### Input records ###

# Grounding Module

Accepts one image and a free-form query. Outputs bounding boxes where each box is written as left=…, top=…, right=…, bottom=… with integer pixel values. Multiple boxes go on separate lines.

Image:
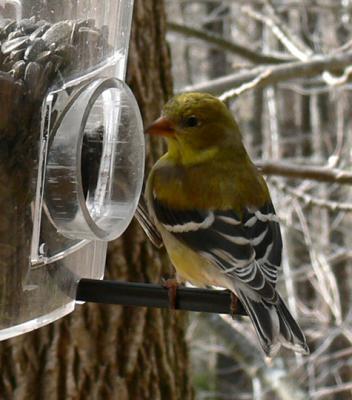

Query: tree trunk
left=0, top=0, right=193, bottom=400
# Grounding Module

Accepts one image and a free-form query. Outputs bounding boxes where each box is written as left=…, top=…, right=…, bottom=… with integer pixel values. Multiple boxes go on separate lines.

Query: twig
left=182, top=52, right=352, bottom=95
left=255, top=161, right=352, bottom=185
left=219, top=69, right=271, bottom=101
left=273, top=181, right=352, bottom=212
left=310, top=382, right=352, bottom=399
left=241, top=2, right=313, bottom=61
left=167, top=22, right=292, bottom=64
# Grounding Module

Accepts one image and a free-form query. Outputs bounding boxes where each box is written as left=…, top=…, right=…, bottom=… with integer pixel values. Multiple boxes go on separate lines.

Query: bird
left=145, top=92, right=309, bottom=357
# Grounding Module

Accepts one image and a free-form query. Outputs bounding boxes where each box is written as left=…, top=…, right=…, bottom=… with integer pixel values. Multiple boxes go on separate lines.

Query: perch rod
left=76, top=279, right=246, bottom=315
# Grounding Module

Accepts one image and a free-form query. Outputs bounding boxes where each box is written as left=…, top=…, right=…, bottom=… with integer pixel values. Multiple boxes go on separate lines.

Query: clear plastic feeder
left=0, top=0, right=144, bottom=340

###

| What the exercise asks |
Arrange all of the data above as a Markdown table with the columns Row and Line, numbering each non-blank line in order and skipping blank lines. Leave the pictures out.

| Full output |
| Row | Line |
|---|---|
| 1 | # Grounding Module |
| 2 | Accepts one image and a free-form query. Outputs bounding boxes where each box is written as left=…, top=…, right=…, bottom=… with integer pixel values. Multiple boxes go on separate lines. |
| 3 | Image: |
| 4 | Query: tree trunk |
| 5 | left=0, top=0, right=193, bottom=400 |
| 6 | # Grounding Module |
| 7 | Accepts one image and a free-form query. Outputs bounding boxes where each box is written as left=…, top=…, right=…, bottom=… with integer pixel values. Multiple boxes go on separate lines. |
| 8 | Query: twig |
| 9 | left=182, top=52, right=352, bottom=95 |
| 10 | left=255, top=161, right=352, bottom=185 |
| 11 | left=219, top=69, right=271, bottom=101 |
| 12 | left=273, top=181, right=352, bottom=212 |
| 13 | left=310, top=382, right=352, bottom=399 |
| 14 | left=241, top=2, right=313, bottom=61 |
| 15 | left=167, top=22, right=292, bottom=64 |
| 16 | # Grounding Module |
| 17 | Accepts one image and a free-form query. Outputs bounding boxes where each box is written as left=…, top=…, right=…, bottom=… with integer pixel values. Multiple boxes go on separate lines. |
| 18 | Query: bird |
| 19 | left=145, top=92, right=309, bottom=357 |
| 20 | # Grounding Module |
| 21 | Accepts one image and a free-form query. Outputs bounding boxes where each box is written as left=…, top=…, right=…, bottom=… with integer pixel values. Multiple boxes go on separate lines. |
| 22 | Query: perch rod |
| 23 | left=76, top=279, right=246, bottom=315 |
| 24 | # Grounding Module |
| 25 | Accepts one image and a free-form query. Outputs bounding boxes where each box is written as left=…, top=…, right=…, bottom=… with integer pixel values. Multiple boxes go on separate lines. |
| 26 | Query: clear plastic feeder |
| 27 | left=0, top=0, right=144, bottom=340 |